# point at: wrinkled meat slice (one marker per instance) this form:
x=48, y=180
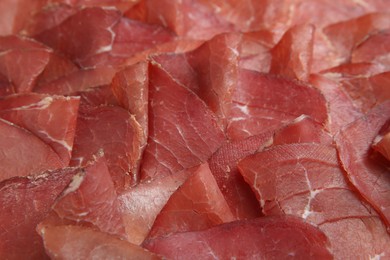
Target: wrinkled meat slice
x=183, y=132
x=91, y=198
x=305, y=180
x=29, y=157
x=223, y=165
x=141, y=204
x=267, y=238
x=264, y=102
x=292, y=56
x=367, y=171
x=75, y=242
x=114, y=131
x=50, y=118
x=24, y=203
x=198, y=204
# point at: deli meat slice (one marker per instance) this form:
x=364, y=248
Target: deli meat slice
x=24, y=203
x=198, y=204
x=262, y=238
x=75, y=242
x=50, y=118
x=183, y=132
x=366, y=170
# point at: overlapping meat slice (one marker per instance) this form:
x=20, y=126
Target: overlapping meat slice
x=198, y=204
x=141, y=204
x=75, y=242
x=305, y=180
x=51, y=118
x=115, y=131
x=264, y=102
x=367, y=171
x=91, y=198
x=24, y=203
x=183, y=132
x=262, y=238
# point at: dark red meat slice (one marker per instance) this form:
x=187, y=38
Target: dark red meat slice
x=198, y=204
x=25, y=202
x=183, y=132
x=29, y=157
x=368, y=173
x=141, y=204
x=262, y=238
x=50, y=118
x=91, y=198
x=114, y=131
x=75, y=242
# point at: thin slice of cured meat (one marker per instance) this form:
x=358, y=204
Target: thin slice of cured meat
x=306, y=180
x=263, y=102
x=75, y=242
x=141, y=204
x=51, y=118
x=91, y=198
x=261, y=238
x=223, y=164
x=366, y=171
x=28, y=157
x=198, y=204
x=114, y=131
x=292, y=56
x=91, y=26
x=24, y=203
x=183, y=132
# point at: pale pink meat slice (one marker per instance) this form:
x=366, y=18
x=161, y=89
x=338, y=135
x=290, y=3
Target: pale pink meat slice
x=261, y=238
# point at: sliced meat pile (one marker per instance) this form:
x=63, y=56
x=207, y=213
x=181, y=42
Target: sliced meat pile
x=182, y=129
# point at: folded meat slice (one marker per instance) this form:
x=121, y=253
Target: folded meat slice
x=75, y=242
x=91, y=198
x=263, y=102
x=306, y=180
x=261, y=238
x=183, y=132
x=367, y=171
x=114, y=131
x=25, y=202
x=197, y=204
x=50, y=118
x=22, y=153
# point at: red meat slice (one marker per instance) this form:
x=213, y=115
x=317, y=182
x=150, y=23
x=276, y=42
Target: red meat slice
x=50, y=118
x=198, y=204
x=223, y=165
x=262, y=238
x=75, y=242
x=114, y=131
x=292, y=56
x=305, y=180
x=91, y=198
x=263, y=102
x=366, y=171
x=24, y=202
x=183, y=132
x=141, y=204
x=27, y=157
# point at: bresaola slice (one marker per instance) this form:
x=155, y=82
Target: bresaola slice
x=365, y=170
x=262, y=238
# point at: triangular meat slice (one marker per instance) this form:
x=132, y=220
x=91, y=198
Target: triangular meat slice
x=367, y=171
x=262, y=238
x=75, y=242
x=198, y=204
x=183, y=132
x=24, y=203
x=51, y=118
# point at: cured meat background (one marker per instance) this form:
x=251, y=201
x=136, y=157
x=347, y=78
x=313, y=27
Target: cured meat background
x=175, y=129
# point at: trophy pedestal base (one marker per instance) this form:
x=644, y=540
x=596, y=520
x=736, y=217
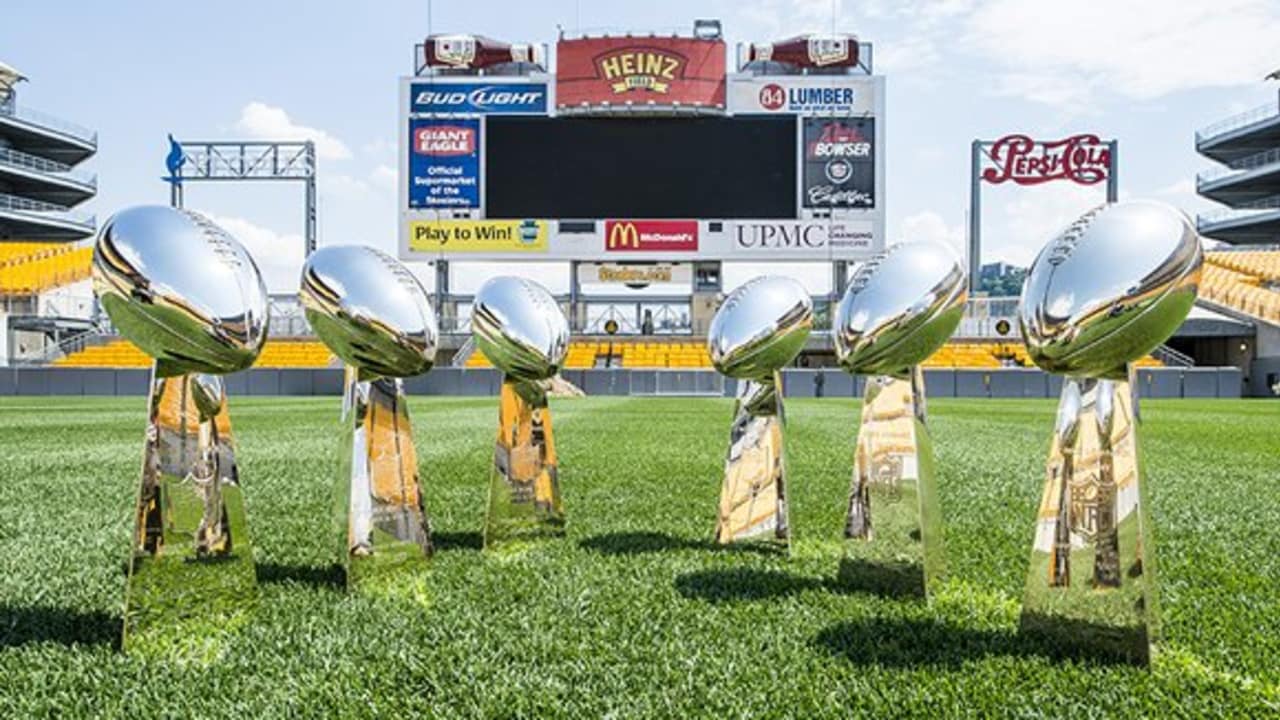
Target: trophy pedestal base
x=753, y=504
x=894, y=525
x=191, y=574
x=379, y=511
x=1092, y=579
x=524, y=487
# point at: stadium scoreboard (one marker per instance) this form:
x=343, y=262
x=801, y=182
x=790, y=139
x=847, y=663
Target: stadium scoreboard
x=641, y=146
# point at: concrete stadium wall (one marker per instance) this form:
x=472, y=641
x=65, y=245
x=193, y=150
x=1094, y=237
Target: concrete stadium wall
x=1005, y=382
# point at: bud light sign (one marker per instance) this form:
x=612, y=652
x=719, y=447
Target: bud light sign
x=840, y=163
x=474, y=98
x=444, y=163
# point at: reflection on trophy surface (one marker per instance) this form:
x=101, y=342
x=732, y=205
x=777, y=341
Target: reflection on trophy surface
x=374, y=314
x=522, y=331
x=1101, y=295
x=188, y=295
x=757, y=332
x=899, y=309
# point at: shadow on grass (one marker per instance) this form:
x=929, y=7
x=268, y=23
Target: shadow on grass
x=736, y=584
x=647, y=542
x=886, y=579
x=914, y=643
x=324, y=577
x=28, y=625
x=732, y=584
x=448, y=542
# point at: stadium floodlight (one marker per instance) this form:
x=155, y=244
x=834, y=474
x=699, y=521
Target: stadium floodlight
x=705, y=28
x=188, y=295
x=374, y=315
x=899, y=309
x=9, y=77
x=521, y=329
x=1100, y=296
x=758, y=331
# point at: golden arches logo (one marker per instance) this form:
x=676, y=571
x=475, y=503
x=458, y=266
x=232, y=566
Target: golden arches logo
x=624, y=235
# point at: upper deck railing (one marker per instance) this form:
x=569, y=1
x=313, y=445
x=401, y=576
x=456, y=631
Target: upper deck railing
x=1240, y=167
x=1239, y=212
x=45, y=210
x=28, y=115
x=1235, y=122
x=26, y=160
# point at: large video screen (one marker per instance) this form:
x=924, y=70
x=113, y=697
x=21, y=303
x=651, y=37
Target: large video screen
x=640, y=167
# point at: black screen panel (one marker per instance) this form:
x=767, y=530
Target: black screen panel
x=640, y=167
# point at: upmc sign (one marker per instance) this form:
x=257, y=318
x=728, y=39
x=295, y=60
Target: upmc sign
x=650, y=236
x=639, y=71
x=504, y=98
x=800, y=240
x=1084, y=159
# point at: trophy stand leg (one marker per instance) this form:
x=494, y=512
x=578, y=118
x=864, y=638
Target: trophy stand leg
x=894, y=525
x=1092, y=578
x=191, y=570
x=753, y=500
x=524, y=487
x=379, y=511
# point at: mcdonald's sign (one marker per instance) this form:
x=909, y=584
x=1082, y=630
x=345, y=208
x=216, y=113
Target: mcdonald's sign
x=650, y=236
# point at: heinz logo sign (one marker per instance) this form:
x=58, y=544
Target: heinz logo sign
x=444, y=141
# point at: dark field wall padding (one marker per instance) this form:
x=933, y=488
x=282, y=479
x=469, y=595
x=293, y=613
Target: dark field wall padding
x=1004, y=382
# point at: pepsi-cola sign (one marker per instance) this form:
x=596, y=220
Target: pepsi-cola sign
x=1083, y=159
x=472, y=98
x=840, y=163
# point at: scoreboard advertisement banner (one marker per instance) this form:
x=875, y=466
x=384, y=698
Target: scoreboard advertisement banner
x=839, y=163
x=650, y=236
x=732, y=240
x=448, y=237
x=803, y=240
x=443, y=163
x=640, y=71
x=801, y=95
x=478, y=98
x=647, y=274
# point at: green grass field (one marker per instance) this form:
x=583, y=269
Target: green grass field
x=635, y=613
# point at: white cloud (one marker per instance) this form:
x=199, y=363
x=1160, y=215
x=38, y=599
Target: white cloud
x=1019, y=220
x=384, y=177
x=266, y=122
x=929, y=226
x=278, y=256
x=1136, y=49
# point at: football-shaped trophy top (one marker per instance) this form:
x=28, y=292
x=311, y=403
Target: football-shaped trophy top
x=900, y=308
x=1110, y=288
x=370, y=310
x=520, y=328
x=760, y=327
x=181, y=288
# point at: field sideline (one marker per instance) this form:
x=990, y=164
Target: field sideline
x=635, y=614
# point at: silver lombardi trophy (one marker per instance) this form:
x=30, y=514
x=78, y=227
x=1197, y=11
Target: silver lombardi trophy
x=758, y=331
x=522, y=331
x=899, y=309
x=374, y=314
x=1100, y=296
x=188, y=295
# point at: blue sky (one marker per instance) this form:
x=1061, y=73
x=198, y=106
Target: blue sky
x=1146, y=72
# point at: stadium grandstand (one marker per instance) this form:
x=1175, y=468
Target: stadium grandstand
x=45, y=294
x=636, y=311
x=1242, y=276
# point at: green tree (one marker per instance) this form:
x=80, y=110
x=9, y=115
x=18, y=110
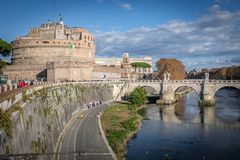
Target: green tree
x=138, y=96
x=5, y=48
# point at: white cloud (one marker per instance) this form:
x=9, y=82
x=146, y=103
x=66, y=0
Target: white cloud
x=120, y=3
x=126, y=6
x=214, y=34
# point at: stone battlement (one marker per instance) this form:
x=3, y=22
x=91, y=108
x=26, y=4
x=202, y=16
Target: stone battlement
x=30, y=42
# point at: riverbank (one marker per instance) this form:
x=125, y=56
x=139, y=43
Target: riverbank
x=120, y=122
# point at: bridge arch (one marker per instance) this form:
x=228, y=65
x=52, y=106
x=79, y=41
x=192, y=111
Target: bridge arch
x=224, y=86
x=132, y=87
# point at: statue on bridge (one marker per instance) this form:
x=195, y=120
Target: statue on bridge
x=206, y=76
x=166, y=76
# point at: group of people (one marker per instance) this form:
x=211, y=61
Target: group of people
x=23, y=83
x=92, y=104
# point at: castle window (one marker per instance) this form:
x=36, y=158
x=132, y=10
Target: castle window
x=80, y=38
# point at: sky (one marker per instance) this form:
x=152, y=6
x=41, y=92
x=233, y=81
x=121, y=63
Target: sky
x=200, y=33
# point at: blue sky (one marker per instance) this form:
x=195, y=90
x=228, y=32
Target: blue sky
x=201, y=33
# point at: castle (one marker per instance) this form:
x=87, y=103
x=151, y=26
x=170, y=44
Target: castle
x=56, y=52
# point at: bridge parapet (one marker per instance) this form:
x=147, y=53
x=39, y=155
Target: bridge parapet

* * *

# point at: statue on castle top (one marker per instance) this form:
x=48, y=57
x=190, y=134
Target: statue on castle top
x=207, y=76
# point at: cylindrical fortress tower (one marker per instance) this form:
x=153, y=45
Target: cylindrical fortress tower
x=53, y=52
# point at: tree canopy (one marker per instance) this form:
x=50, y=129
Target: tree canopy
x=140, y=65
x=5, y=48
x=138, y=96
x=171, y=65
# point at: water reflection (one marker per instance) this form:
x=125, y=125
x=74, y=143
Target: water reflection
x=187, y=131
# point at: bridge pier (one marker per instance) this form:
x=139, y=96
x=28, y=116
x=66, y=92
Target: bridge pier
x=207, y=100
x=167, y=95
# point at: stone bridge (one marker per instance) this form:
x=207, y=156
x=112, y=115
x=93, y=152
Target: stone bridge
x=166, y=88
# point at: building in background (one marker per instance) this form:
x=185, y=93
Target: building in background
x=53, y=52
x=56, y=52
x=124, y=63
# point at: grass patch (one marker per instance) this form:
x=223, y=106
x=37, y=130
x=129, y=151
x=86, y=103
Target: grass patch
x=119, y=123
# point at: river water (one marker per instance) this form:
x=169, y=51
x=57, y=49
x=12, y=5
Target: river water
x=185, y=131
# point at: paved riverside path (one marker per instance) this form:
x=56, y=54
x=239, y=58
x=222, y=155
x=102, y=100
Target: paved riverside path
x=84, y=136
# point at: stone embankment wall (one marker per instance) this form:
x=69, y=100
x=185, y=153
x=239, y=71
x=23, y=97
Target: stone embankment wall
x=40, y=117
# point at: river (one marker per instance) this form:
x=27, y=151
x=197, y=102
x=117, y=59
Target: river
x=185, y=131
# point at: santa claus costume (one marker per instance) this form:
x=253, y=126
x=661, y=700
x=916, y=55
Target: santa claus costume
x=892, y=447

= Directions for this task =
Report each line of the listing above that contains the word "shadow", copied in full.

= Solution to the exercise =
# point at: shadow on grass (one marker per instance) this form:
Target: shadow on grass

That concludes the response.